* **What you have to do**
Reproduce the material below word for word, leaving out the pictures.

* **Dataset entries**
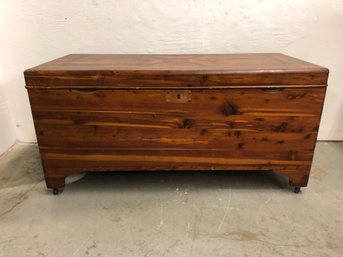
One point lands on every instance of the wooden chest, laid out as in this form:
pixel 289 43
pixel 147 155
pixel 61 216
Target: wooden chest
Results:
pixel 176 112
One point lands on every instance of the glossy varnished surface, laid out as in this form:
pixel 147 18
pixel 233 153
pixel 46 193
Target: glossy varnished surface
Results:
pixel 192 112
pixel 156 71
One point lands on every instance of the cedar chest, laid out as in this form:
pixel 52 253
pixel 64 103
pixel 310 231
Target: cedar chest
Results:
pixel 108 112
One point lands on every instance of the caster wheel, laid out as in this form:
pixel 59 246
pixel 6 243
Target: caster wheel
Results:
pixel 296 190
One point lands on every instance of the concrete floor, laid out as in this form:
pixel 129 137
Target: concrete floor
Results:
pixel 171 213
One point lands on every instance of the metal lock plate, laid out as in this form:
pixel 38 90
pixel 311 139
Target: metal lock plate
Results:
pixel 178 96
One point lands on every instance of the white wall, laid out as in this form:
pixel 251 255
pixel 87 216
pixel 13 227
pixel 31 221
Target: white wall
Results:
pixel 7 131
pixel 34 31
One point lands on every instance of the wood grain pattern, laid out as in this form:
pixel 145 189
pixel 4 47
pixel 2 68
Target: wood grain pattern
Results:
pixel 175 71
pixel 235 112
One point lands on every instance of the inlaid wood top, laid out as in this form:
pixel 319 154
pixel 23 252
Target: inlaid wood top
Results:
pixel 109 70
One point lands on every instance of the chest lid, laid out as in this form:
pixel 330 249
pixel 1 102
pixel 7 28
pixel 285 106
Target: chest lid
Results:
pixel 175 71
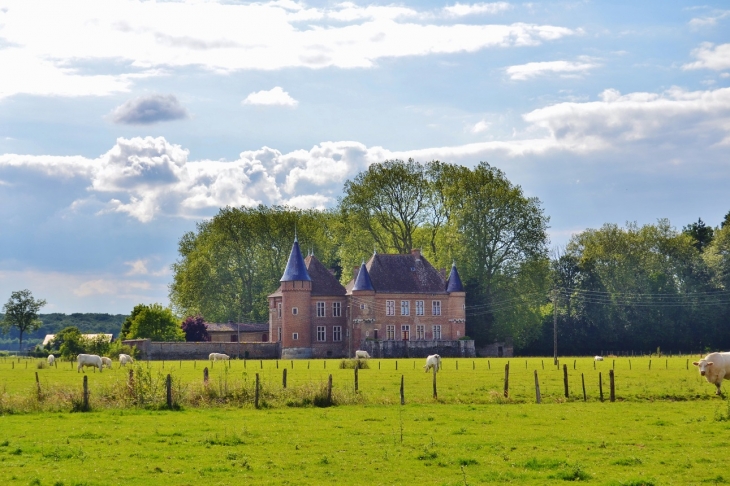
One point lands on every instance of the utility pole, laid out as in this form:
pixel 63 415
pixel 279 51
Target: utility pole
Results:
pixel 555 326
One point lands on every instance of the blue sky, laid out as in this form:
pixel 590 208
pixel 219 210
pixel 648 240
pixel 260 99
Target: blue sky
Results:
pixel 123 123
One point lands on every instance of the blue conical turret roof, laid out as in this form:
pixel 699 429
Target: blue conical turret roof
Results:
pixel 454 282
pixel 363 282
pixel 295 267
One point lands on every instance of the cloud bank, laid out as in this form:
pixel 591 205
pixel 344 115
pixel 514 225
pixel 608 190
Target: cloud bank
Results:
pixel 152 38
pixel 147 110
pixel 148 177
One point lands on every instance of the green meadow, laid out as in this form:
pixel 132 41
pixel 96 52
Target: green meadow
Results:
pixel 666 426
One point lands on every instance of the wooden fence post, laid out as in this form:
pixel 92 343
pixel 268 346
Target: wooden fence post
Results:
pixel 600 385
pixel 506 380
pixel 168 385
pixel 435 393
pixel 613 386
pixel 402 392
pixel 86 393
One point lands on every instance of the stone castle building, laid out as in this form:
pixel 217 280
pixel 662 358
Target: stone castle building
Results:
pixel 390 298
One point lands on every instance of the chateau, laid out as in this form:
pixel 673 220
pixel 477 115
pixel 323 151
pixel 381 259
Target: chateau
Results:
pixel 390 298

* **Solution to this exercise**
One point lands on every instance of the wooden chest, laid out as in this form:
pixel 289 43
pixel 147 155
pixel 61 216
Target: wooden chest
Results:
pixel 176 112
One point lands on every instance of the glossy varnished surface, laid out as in this form:
pixel 147 18
pixel 233 153
pixel 46 193
Target: glossy varnished surface
Results:
pixel 192 112
pixel 156 71
One point lands on every instance of the cedar chest, laid out as in this form:
pixel 52 253
pixel 64 103
pixel 310 231
Target: cedar chest
Results:
pixel 108 112
One point lands on every instance of the caster wheel, laid out as in this form:
pixel 59 246
pixel 6 243
Target: caster wheel
Results:
pixel 296 190
One point lands on every instance of the concrete floor, laid out as in this form:
pixel 129 137
Target: concrete floor
Results:
pixel 171 213
One point lands on every instance of the metal lock plate, laid out as in this form:
pixel 38 90
pixel 311 139
Target: metal lock plate
Results:
pixel 178 96
One point lands on every instance of the white wall, laid out as in this form:
pixel 251 255
pixel 87 216
pixel 13 227
pixel 31 221
Target: white wall
Results:
pixel 7 131
pixel 34 31
One point lands on every instance of the wood grain pattern, laid out as in this form:
pixel 145 189
pixel 4 47
pixel 2 68
Target: wood grain pattern
Results:
pixel 175 71
pixel 235 112
One point lands on every instance of the inlaid wood top, laid out as in this form:
pixel 319 154
pixel 23 252
Target: inlaid wood top
Results:
pixel 109 70
One point lands on every instance of the chest lid, laid out as in this form:
pixel 330 249
pixel 1 102
pixel 7 28
pixel 285 106
Target: chest lid
Results:
pixel 175 71
One point lands on every instance of the utility pole, laid out as in this form:
pixel 63 415
pixel 279 51
Target: utility pole
Results:
pixel 555 326
One point lands on every instance of the blue sky, laid out as in this form:
pixel 590 208
pixel 219 210
pixel 648 240
pixel 260 99
Target: blue sky
Results:
pixel 123 123
One point lands on every instance of the blue conical turret roof, laid out as in this form:
pixel 699 429
Target: blue conical turret roof
Results:
pixel 454 282
pixel 363 282
pixel 295 267
One point lands on every instance of the cloud bank, laid out as in this form:
pixel 591 205
pixel 344 115
pixel 514 225
pixel 608 190
Target: cloud bank
Results:
pixel 152 38
pixel 147 110
pixel 148 177
One point lands on every instance of the green meadow, laid out as in this form:
pixel 132 41
pixel 96 52
Target: green meadow
Results:
pixel 666 426
One point lands on every instance of the wooden fence post, laid out as in this form:
pixel 92 343
pixel 268 346
Target: wooden fence post
Results:
pixel 600 385
pixel 506 380
pixel 168 385
pixel 435 393
pixel 613 386
pixel 402 392
pixel 86 393
One point lands on every instance of the stone castle building, laid out as in this form:
pixel 217 280
pixel 662 358
Target: stone castle building
Results:
pixel 390 298
One point lands on every instance of the chateau, laid out as in this form:
pixel 673 220
pixel 477 115
pixel 323 151
pixel 381 259
Target: chateau
Results:
pixel 390 298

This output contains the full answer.